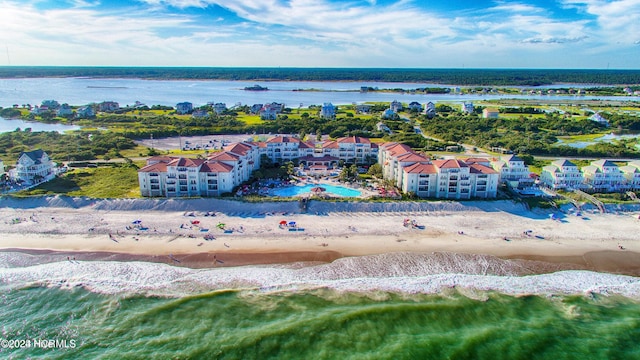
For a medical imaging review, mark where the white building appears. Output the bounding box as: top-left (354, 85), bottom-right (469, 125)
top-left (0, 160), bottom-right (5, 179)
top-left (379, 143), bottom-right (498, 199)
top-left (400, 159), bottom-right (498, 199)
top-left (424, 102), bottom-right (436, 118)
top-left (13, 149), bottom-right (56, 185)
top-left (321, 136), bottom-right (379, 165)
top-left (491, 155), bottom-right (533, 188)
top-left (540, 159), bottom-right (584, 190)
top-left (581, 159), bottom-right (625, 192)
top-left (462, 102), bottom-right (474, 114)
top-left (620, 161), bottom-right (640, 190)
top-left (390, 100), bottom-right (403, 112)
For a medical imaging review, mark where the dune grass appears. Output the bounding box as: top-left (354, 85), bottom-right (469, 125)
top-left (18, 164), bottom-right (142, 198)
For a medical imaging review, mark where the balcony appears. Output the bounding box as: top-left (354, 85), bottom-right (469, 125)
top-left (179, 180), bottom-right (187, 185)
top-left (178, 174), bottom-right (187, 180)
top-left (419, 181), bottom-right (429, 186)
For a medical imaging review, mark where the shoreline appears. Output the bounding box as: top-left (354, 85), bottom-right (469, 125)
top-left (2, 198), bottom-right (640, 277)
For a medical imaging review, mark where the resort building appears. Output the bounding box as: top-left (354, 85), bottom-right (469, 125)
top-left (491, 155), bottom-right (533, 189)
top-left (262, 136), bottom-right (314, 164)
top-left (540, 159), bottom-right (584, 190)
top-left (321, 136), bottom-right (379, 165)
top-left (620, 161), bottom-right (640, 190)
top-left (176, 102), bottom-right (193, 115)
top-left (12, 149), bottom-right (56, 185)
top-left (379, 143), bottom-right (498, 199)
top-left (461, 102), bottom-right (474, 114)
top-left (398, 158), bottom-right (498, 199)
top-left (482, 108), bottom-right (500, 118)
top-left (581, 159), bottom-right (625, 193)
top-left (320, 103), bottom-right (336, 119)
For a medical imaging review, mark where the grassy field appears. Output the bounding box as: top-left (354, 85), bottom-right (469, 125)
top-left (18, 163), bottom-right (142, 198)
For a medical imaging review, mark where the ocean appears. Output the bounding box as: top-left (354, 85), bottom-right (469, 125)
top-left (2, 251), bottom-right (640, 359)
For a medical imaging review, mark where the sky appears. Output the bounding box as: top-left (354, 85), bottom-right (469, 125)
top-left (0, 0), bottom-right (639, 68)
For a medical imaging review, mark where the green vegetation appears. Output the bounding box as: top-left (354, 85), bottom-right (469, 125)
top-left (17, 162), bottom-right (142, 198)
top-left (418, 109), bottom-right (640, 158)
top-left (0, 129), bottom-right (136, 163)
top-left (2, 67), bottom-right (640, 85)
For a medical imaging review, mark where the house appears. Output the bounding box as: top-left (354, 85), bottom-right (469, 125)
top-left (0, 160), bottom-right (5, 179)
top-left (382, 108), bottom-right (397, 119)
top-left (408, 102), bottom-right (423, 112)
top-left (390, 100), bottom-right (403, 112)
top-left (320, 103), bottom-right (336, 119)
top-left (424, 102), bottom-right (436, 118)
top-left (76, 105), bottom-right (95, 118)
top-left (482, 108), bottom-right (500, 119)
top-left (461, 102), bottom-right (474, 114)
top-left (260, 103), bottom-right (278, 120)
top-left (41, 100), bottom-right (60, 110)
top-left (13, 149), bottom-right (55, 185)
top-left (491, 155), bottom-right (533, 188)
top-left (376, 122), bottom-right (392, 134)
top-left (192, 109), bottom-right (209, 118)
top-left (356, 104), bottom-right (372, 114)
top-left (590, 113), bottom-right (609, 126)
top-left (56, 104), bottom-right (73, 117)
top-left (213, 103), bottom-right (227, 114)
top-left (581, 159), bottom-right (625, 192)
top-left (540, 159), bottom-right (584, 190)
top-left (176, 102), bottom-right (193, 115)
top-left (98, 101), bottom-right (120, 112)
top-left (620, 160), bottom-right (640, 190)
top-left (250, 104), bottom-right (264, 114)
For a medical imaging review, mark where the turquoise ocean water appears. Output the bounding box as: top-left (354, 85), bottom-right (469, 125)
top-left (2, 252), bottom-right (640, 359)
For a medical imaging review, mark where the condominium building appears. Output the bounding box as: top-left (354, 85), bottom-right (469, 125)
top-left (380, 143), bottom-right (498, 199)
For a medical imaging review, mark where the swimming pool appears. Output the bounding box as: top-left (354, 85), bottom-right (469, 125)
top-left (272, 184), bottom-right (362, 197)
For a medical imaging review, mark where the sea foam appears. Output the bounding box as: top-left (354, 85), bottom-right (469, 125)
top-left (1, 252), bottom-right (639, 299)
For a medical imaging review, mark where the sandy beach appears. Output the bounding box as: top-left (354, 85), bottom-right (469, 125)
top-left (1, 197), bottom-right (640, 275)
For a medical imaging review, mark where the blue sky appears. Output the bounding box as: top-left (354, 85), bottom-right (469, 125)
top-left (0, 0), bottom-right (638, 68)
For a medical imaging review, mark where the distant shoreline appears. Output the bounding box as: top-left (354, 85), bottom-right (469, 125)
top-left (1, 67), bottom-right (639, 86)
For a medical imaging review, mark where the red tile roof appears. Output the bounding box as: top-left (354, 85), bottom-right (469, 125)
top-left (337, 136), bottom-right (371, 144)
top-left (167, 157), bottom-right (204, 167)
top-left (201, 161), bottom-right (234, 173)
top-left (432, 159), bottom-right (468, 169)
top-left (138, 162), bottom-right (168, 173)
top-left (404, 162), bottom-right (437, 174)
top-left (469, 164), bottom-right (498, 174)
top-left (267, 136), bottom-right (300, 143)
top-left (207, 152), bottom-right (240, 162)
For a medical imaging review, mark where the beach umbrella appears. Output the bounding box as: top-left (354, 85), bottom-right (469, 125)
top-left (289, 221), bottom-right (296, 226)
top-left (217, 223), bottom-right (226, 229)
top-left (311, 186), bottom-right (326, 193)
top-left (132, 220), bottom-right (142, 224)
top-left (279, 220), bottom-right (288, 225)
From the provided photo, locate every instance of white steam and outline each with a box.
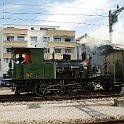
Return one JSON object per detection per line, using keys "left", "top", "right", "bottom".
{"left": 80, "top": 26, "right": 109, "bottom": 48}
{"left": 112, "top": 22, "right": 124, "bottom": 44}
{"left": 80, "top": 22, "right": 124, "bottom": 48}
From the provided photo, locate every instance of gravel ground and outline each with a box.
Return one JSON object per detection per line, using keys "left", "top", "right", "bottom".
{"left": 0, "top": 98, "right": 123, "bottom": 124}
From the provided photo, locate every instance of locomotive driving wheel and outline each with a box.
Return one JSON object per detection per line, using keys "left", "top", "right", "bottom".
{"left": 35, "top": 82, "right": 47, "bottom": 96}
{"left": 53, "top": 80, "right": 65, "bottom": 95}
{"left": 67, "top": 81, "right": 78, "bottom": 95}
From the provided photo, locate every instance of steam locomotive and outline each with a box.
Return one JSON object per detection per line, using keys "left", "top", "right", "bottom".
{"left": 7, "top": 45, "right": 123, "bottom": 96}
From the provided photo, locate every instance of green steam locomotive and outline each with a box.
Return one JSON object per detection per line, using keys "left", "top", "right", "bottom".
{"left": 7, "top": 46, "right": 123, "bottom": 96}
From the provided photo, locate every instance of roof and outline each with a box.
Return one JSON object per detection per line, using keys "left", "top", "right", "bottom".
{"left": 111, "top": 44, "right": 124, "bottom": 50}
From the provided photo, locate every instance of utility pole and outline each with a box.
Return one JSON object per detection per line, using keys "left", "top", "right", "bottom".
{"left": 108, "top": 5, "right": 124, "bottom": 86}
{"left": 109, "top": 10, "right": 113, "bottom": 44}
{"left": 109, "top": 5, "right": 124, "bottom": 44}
__________
To do: All that is needed is a number: the count of lines in the listing that hold "steam".

Solution below: 3